■ **Task prompt**
Copy out every line of the listing below word for word, leaving out the pictures.

■ **Input**
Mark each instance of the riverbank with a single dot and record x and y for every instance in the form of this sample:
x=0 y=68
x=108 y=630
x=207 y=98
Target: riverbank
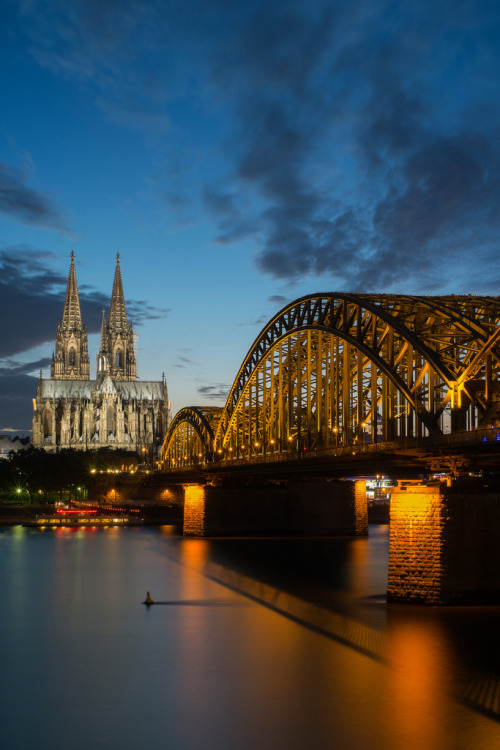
x=152 y=515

■ **Response to this exercise**
Mark each instance of the riverbank with a single dot and record x and y for every instance in the form of this sample:
x=0 y=68
x=108 y=630
x=207 y=98
Target: riverbank
x=152 y=515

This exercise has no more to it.